*O que se pede*:
1. Reescreva em forma de lista o parágrafo do discurso que começa com "Agradeço também às organizações", mantendo seus fatos principais.
2. Enumere todos os movimentos citados no discurso.
3. Segundo o discurso, com quantos votos Paulo Paim foi eleito para o Senado?

*Texto extraído*:

O SR. PAULO PAIM (Bloco/PT - RS. Pronuncia o seguinte discurso. Sem revisão do orador.) - Sr. Presidente, Srªs. e Srs. Senadores, neste meu primeiro pronunciamento nesta Casa, quero deixar registrados meus agradecimentos ao povo gaúcho, que confiou, ao longo desses anos, muito em nossa proposta e reconheceu nossa atuação na vida pública.

Agradeço também às organizações dos movimentos sindical e estudantil, do movimento negro e comunitário, às entidades e associações de aposentados e pensionistas que sempre estiveram ao meu lado lutando pelos seus direitos. Agradeço a todos aqueles que, de forma direta ou indireta, estiveram envolvidos na campanha eleitoral que resultou em nossa eleição para o Senado da República com dois milhões cento e três mil votos.

*Extrato de dados*:
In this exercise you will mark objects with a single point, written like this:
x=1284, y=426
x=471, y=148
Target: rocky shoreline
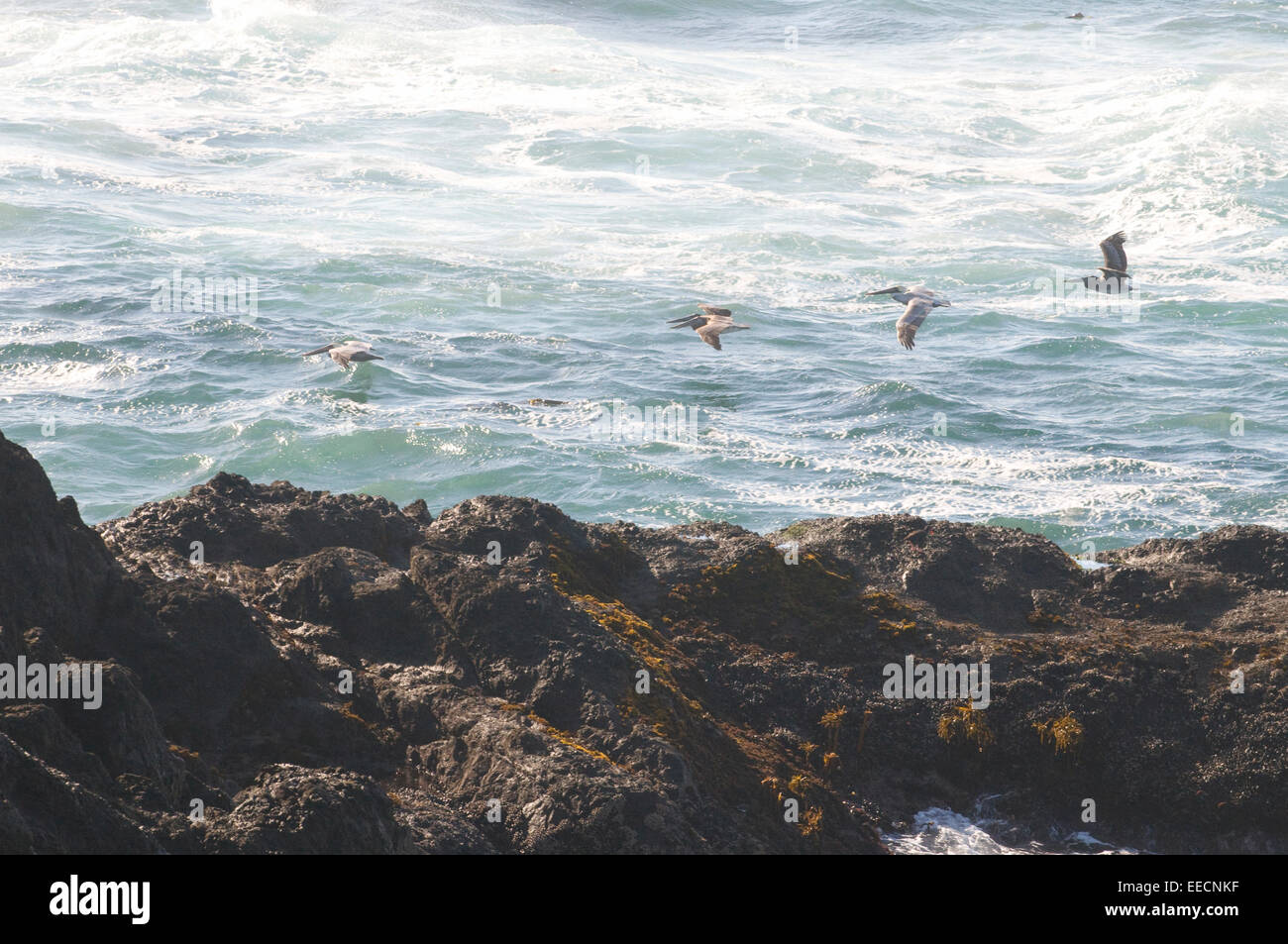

*Respostas do exercício*:
1.
Paulo Paim agradece:
- às organizações dos movimentos sindical, estudantil, negro e comunitário;
- às entidades e associações de aposentados e pensionistas, que sempre estiveram ao seu lado lutando pelos seus direitos;
- a todos os que participaram, direta ou indiretamente, da campanha eleitoral que o elegeu para o Senado com dois milhões cento e três mil votos.

2.
- Movimento sindical
- Movimento estudantil
- Movimento negro
- Movimento comunitário

3. Com dois milhões cento e três mil votos.